● **EXERCISE INSTRUCTIONS**
Records appear below. Give all of them again, exactly.

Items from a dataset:
--- START ---
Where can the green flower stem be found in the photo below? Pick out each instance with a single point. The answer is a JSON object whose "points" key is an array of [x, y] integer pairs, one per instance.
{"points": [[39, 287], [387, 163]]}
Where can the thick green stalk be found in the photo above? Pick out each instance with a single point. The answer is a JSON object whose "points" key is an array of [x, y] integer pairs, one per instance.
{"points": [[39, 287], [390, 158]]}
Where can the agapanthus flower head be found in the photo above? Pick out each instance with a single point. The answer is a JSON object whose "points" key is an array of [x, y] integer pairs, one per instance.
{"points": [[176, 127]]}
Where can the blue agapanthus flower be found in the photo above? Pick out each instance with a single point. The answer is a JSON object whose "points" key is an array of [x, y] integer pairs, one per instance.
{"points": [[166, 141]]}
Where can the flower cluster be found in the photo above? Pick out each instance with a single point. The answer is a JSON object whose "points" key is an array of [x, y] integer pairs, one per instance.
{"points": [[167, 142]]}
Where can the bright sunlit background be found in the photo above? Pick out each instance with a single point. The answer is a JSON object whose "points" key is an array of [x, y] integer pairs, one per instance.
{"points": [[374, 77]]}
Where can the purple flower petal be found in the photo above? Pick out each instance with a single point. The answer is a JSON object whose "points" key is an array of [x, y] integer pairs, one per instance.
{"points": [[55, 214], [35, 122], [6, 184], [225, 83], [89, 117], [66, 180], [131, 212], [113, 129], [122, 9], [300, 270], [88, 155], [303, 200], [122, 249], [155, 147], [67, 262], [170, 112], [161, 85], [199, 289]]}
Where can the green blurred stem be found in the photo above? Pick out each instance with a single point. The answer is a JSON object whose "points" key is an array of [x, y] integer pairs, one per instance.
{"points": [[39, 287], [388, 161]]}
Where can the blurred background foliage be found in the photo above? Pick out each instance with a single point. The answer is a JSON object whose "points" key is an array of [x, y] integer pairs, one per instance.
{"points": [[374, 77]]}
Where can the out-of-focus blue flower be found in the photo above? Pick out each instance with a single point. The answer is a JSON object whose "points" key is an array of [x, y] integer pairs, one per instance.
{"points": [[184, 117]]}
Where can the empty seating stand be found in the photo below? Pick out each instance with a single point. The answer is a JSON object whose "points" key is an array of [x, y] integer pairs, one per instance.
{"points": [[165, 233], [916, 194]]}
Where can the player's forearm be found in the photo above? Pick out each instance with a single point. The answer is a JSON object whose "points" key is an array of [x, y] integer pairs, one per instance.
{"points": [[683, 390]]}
--- END ---
● **EXERCISE ANSWER**
Where can the green flower stem be found in the photo below? Pick out each instance with a single point. The answer is a JSON object whose "points" key is an array of [x, y] integer pairs, one per instance.
{"points": [[39, 287], [387, 163]]}
Where can the thick green stalk be found in the photo above? Pick out each instance with a single point. The answer is a JSON object whose "points" key is an array of [x, y] integer pairs, one per instance.
{"points": [[39, 287], [390, 158]]}
Where can the agapanthus flower head be found in the photo above? Pick out each instance with a single point. The answer is a JSON object whose "points" key is an array of [x, y] integer pairs, one per instance.
{"points": [[176, 127]]}
Where can the blue agapanthus flower be found in the photo above? Pick out each instance with a single point. The answer is a JSON object whose "points" key is an array of [x, y] integer pairs, one per instance.
{"points": [[166, 141]]}
Where can the flower cluster be found in the photo above? Pick out each instance with a single point. The answer is a JSON object whose "points" key is an array of [x, y] integer pairs, one per instance.
{"points": [[167, 142]]}
Where can the bright sunlit background be found in the photo above? Pick out each instance with a single point. The answer is a JSON object whose "points" key is an array of [x, y] integer pairs, one per instance.
{"points": [[374, 77]]}
Where can the purple flower petal be found in the photo above? Pick out each instance with a single point. The answer is a JSON object whose "points" key is an array of [x, y] integer pairs, one per instance.
{"points": [[55, 214], [35, 122], [6, 184], [225, 83], [89, 117], [66, 180], [131, 212], [113, 129], [122, 9], [300, 270], [88, 155], [303, 200], [122, 249], [155, 147], [67, 262], [170, 112], [161, 85], [199, 289]]}
Where can the green blurred stem be found in the photo above? Pick out each instance with a single point. The answer is a JSON object whose "points" key is an array of [x, y] integer pairs, one per instance.
{"points": [[39, 287], [388, 161]]}
Where can the blurred background foliage be found in the photo above? Pick out each instance with a single point. The answer is a JSON object whose "points" key is an array of [x, y] integer pairs, one per instance.
{"points": [[374, 77]]}
Where can the out-of-focus blue flower be found in the photo above? Pick out each instance with a single point. The answer is a JSON object whose "points" key is an array of [x, y] integer pairs, one per instance.
{"points": [[184, 117]]}
Where can the empty seating stand be found in the photo below? Pick out each instance with a single point. The answer is a JSON object whose "points" key is an array of [x, y] integer pairs, one per instance.
{"points": [[165, 233], [916, 194]]}
Where can the player's forearm be found in the photo above? Pick out each instance with a single point. The answer is a JSON object whose "points" key is an array of [x, y] integer pairs, one per instance.
{"points": [[683, 390]]}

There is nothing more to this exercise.